* _Exercises to complete_
A: Please repeat the stretch of the Hellenic Studies minor description from "Minor Requirements" through "101 or 103.", switching "Modern Greek Language" to "Classical Greek Language".
B: Pick up the Hellenic Studies minor description after its final line and continue writing it.

* _Reading passage_
———

Program Description: The Hellenic Studies minor emphasizes coursework and independent study in the areas of Greek language, Greek History, Greek politics, and Greek arts and literature. The Hellenic Studies curriculum includes lower and upper division classes offered by the departments of Foreign Languages, History, Humanities and Religious Studies, Philosophy, Government and Art. The minor is associated with the Tsakopoulos Hellenic Collection in the CSUS Library.

Minor Requirements
Total number of units required in the minor: 23 units with at least 12 in upper division.

Course Requirements:

8 units - Modern Greek Language
3 units - History 111
3 units - HRS 113
3 units - History 101 or 103.
6 units - Electives chosen from the following list of courses or from other relevant courses. Additional Greek language may be included.

TOTAL: 23 units

Elective List:

Art 1A - Art in the Western World: From Stone Age to End of Middle Ages
Art 103 - Greco-Roman Art
Govt 110 - Political Thought I
HRS 010 - Arts and Ideas of the West, I.
HRS 119 - Classical Mythology
HRS 120 - Reason and Revelation: the Origins of Western Culture
Hist 143B - The Modern Middle East
Phil 020 - History of Ancient Philosophy
Phil 112 - History of Ethics
Phil 192D - Space and Time: Plato to Einstein
Thea 002 - History of the Theater: Ancient to Renaissance

Students are required to seek advising from a Hellenic Studies adviser.

Faculty
Katerina Lagos, Program Contact

Henry Chambers, Afshin Marashi, History; Brad Nystrom, Jeffrey Bross, Humanities and Religious Studies; Catherine Turrill, Art; William A. Dillon, Government; Robert Foreman, Gale Justin, Philosophy.

Program Office: Tahoe Hall 3089, (916) 278-7103.

II. Additional Required Information

Director of Hellenic Studies: Katerina Lagos

New Courses to be Developed:

Greek 6A, Elementary Modern Greek, and Greek 6B, Elementary Modern Greek, are now being developed by the Department of Foreign Languages. For the first two years or so, they will be taught by part-time instructors.

Partial List of Full-Time Faculty Members to Teach in the Program:

Katerina Lagos, Asst. Professor of History, D. Phil, Oxford University, 2004
Henry Chambers, Professor of History, Ph.D., Indiana University.
Brad Nystrom, Professor of Humanities and Religious Studies,, Ph. D., U.C. Davis
Jeffrey Brodd, Asst. Professor of Humanities and Religious Studies, Ph.D., U.C. Santa Barbara
William A. Dillon, Professor of Government, Ph.D., U.C. Berkeley
Robert Foreman, Professor of Philosophy, Ph.D.

———

* _Raw records_
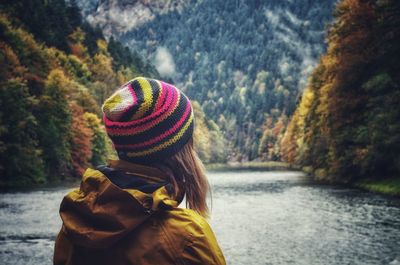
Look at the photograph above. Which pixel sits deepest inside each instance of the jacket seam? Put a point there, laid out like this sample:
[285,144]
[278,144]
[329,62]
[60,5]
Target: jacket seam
[176,258]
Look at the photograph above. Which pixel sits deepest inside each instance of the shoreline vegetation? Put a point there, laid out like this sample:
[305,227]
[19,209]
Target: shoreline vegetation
[238,166]
[388,187]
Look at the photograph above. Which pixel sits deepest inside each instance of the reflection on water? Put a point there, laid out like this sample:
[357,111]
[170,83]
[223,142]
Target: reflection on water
[258,217]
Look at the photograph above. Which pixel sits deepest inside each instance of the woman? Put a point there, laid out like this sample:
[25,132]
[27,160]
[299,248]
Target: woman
[127,212]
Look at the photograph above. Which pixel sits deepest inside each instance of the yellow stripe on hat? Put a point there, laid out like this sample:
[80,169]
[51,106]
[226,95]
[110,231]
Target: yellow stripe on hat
[140,130]
[147,98]
[165,144]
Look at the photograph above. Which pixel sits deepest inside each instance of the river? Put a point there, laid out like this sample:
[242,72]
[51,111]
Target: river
[258,217]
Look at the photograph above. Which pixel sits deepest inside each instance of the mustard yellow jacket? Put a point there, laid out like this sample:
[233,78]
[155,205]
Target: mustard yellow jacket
[126,215]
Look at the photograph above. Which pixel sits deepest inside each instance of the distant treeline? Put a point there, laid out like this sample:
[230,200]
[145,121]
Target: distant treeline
[347,125]
[55,72]
[245,61]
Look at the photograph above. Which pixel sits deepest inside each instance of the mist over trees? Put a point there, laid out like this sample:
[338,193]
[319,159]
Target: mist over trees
[245,62]
[347,125]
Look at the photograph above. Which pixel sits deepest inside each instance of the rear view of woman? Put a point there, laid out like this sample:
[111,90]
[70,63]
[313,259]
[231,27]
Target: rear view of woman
[127,212]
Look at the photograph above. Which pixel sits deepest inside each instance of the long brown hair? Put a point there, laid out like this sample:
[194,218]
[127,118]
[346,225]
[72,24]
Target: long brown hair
[189,178]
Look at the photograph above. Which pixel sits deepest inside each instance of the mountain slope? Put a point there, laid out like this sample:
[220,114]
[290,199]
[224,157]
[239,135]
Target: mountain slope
[246,62]
[346,127]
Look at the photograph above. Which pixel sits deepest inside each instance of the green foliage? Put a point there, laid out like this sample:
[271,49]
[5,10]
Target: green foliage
[20,153]
[350,124]
[99,139]
[49,128]
[209,142]
[54,115]
[246,63]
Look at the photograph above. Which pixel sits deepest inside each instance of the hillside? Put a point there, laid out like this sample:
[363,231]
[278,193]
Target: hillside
[246,62]
[346,127]
[55,71]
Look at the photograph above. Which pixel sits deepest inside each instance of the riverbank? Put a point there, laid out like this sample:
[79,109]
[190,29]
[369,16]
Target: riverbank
[236,166]
[387,187]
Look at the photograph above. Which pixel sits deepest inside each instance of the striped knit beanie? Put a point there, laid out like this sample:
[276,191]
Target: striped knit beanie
[148,120]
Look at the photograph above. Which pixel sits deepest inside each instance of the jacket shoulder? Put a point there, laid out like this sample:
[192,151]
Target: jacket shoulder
[200,246]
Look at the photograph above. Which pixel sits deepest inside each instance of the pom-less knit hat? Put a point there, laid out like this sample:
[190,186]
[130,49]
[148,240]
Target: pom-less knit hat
[148,120]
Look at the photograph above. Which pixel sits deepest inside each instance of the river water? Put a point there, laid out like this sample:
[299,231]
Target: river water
[258,217]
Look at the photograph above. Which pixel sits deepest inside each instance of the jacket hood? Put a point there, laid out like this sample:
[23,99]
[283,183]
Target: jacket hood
[113,201]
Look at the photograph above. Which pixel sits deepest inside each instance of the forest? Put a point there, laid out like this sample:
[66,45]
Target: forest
[269,89]
[347,124]
[54,75]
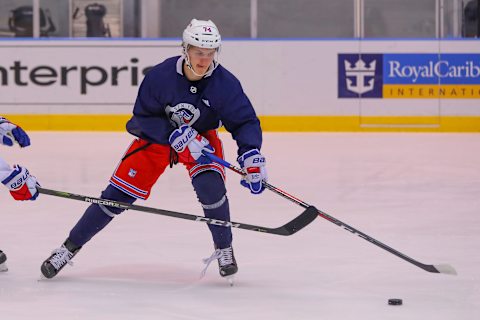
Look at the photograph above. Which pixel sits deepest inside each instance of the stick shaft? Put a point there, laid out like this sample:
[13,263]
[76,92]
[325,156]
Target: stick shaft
[429,268]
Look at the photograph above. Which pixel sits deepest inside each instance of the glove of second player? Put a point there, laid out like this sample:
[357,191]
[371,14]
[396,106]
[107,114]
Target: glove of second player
[187,139]
[11,133]
[21,184]
[253,164]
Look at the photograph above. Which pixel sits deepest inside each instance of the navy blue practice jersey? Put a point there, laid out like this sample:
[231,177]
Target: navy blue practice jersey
[167,100]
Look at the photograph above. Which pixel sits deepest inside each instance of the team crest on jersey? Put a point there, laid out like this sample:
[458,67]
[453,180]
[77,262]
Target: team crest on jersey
[182,113]
[132,173]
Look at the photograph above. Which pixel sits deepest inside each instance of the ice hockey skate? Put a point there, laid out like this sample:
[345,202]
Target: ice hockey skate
[60,258]
[3,259]
[226,263]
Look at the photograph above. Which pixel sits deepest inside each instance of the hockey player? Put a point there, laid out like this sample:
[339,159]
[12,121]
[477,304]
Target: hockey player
[180,105]
[18,180]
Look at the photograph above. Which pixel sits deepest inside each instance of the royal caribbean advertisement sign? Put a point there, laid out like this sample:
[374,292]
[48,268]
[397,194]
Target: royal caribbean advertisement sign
[410,75]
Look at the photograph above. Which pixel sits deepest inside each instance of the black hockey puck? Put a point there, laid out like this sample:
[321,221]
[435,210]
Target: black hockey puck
[395,302]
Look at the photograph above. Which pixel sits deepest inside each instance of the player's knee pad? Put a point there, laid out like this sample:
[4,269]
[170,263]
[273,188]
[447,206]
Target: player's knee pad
[112,193]
[210,189]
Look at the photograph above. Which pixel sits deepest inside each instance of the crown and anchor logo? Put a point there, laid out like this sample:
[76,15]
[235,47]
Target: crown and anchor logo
[360,72]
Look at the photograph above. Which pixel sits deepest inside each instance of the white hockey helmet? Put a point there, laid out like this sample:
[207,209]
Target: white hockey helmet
[202,34]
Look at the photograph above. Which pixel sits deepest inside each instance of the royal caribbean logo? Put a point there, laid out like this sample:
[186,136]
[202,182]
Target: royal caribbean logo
[409,75]
[360,75]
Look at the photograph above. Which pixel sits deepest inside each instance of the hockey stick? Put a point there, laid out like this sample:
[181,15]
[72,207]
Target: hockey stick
[288,229]
[438,268]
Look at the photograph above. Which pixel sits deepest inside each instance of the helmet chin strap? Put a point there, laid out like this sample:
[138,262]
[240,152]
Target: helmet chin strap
[210,69]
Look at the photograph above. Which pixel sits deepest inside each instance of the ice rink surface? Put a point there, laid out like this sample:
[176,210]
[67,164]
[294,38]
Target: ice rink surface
[418,193]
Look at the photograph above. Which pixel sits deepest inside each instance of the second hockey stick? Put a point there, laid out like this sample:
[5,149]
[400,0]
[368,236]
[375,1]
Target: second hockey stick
[300,222]
[437,268]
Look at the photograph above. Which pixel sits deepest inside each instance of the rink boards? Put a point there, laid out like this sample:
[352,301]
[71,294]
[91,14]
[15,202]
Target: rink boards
[295,85]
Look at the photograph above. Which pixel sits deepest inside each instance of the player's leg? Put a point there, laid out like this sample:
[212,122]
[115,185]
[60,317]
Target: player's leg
[209,184]
[133,178]
[211,193]
[3,260]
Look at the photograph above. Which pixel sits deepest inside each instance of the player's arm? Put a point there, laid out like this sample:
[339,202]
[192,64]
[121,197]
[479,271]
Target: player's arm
[241,121]
[149,120]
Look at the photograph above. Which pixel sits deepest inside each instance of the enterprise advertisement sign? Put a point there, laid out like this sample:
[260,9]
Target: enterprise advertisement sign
[416,76]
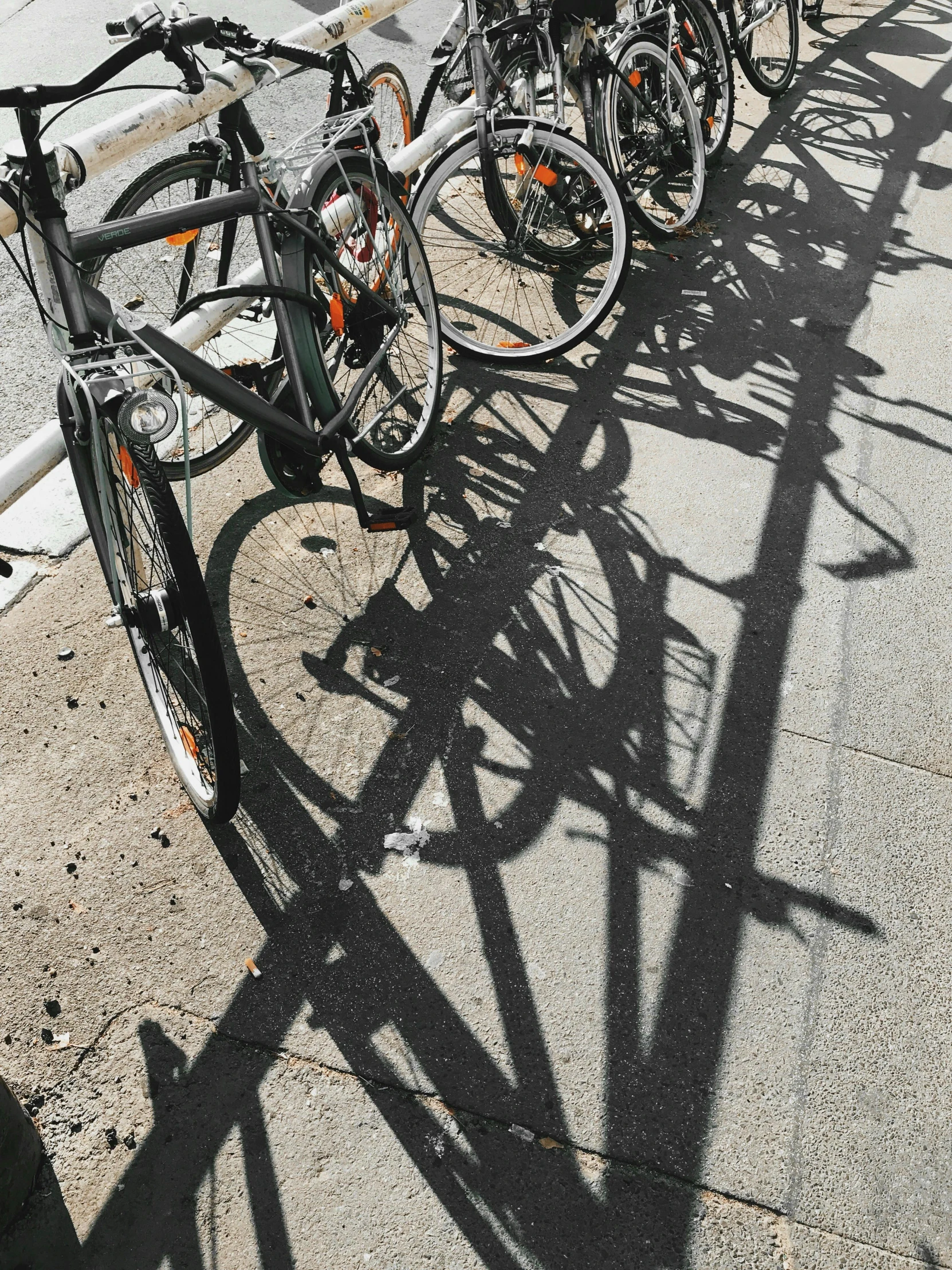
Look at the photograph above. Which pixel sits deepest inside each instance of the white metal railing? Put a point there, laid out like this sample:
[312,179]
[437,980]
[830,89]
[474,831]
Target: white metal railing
[198,327]
[106,145]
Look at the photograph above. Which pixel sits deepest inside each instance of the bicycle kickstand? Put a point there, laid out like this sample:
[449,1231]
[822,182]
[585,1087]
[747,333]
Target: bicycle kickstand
[385,520]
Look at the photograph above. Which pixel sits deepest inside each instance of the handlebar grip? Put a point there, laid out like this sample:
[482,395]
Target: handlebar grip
[298,54]
[193,31]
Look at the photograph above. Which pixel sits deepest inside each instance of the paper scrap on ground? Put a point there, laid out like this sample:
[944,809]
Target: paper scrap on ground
[409,844]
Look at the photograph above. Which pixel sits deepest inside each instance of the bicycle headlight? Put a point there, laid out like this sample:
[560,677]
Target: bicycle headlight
[149,416]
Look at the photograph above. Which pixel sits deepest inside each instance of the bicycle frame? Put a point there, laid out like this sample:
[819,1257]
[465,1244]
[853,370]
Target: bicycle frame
[81,315]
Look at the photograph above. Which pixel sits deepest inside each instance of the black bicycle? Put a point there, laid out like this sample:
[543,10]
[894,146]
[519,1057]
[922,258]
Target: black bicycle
[344,273]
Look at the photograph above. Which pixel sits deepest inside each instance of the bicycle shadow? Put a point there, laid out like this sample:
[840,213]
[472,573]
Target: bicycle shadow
[612,703]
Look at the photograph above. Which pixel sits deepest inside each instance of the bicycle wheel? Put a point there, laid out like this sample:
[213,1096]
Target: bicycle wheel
[159,277]
[709,73]
[361,210]
[535,287]
[392,107]
[654,142]
[159,591]
[766,36]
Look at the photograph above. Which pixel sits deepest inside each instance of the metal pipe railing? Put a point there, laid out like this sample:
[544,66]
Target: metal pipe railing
[108,144]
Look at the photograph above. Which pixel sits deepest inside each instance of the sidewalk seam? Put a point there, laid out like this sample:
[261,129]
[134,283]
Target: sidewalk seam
[867,754]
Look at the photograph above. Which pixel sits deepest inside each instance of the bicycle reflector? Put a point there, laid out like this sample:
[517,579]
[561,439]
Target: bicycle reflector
[149,416]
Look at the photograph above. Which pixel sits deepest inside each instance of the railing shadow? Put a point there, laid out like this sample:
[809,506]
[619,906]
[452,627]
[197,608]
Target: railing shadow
[608,703]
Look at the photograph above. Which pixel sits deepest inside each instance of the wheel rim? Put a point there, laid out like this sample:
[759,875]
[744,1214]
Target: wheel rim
[501,300]
[167,658]
[656,153]
[768,46]
[395,410]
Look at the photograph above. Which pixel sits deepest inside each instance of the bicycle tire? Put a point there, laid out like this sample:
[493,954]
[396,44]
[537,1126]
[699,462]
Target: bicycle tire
[718,61]
[215,434]
[164,606]
[392,107]
[451,81]
[752,62]
[389,430]
[455,260]
[663,178]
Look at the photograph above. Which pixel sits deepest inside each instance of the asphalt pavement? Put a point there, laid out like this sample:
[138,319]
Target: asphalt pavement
[663,673]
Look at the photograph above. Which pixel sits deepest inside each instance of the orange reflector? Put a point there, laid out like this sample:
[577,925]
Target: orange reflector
[128,468]
[542,174]
[337,314]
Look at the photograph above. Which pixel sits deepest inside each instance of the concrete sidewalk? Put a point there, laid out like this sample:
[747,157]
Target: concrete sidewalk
[664,673]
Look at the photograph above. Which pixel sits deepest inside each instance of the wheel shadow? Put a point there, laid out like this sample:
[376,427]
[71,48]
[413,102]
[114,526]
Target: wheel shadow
[611,701]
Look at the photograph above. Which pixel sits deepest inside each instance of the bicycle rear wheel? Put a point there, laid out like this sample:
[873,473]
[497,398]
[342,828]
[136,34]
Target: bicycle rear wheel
[766,36]
[526,286]
[156,279]
[392,107]
[654,140]
[158,590]
[360,207]
[710,74]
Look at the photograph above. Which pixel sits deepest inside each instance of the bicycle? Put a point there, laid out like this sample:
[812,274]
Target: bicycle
[342,257]
[625,92]
[765,36]
[160,279]
[526,230]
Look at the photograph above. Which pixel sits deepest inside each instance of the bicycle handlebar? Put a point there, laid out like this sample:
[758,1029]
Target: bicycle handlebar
[298,54]
[171,38]
[36,96]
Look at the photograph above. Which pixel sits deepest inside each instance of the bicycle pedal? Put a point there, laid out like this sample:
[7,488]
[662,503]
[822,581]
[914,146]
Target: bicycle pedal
[387,520]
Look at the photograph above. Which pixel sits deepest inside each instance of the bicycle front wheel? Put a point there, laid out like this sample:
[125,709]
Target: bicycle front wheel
[526,286]
[389,355]
[392,107]
[766,36]
[709,72]
[653,136]
[159,592]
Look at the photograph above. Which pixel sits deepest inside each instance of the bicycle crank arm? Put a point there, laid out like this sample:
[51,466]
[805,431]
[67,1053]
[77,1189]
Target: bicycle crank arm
[333,427]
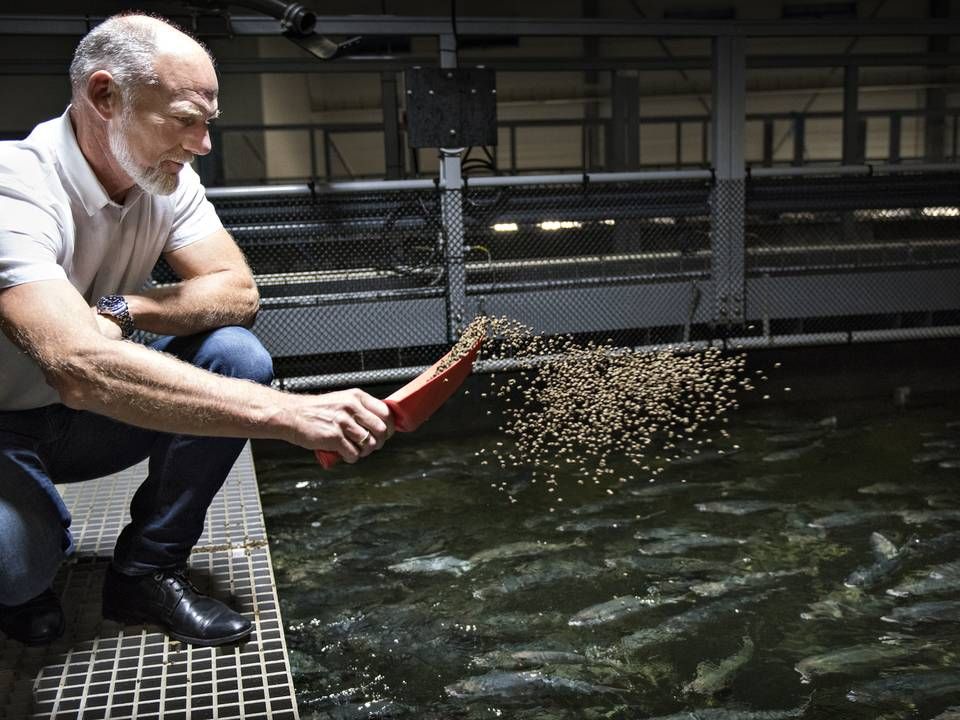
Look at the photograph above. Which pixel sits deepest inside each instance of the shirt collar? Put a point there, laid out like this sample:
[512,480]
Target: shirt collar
[80,175]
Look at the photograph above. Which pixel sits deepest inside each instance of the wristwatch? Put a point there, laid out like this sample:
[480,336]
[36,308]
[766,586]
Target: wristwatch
[115,306]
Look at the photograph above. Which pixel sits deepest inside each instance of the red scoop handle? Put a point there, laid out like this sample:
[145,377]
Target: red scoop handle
[420,398]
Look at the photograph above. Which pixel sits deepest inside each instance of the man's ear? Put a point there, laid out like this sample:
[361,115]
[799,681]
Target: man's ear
[103,94]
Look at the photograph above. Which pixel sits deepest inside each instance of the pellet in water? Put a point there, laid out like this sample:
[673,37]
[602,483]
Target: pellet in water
[586,406]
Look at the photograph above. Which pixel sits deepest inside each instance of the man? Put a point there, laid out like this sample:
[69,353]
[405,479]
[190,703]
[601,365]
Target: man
[88,202]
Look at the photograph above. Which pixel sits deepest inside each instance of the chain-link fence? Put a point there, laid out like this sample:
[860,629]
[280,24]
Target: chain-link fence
[859,257]
[369,282]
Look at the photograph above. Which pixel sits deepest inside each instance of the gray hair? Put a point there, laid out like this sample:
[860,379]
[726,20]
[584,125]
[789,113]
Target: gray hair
[125,46]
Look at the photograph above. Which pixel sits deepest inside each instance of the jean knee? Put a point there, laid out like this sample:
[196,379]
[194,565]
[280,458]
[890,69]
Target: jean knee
[31,551]
[236,352]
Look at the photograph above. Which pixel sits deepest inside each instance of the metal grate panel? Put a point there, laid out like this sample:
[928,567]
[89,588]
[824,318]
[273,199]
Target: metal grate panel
[104,670]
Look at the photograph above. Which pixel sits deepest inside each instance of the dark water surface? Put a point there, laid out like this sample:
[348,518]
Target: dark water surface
[740,562]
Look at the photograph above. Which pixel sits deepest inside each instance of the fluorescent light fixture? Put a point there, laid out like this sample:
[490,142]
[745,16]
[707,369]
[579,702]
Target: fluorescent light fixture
[560,224]
[941,212]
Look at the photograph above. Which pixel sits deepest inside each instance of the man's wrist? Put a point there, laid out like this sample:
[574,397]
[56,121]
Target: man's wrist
[115,307]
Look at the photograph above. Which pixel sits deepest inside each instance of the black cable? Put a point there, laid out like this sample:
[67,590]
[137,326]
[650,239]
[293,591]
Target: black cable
[453,26]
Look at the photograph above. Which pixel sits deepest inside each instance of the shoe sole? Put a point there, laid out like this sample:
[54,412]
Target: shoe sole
[202,642]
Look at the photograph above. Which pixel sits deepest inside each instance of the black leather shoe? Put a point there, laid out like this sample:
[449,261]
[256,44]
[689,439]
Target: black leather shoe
[168,599]
[36,622]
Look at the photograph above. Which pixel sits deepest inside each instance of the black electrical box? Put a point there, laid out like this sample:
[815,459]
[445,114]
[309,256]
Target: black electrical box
[451,108]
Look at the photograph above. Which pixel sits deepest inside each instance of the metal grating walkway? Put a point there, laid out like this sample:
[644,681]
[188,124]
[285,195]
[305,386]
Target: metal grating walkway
[100,669]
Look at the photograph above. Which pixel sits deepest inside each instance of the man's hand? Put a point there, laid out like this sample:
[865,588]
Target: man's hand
[351,423]
[108,327]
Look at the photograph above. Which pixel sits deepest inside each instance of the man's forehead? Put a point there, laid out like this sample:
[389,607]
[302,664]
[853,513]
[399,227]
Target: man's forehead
[188,81]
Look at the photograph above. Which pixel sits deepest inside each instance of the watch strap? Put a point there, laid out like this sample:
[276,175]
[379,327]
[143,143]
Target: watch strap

———

* _Results of the tasks_
A:
Minor Requirements
Total number of units required in the minor: 23 units with at least 12 in upper division.

Course Requirements:

8 units - Classical Greek Language
3 units - History 111
3 units - HRS 113
3 units - History 101 or 103.

B:
Gale Justin, Professor of Philosophy, Ph.D., University of Chicago

There are no plans for a scheduling pattern for the courses to be offered in this program. The proposed courses in Modern Greek will be offered once a year. The other required and elective courses will be offered frequently enough (from every semester to every two years) so that a student will be able to take all of them in a two-year period.

The proposed minor will have no significant fiscal impact on the College of Arts and Sciences or the University. The required courses in Modern Greek will be funded by the Tsakopoulos Foundation for at least the first two years. All the other courses are existing courses that will not be offered more frequently than at present. The Director of the Hellenic Studies Minor is an existing assistant professor in the Department of History. The clerical costs of the program are currently borne by the Department of History.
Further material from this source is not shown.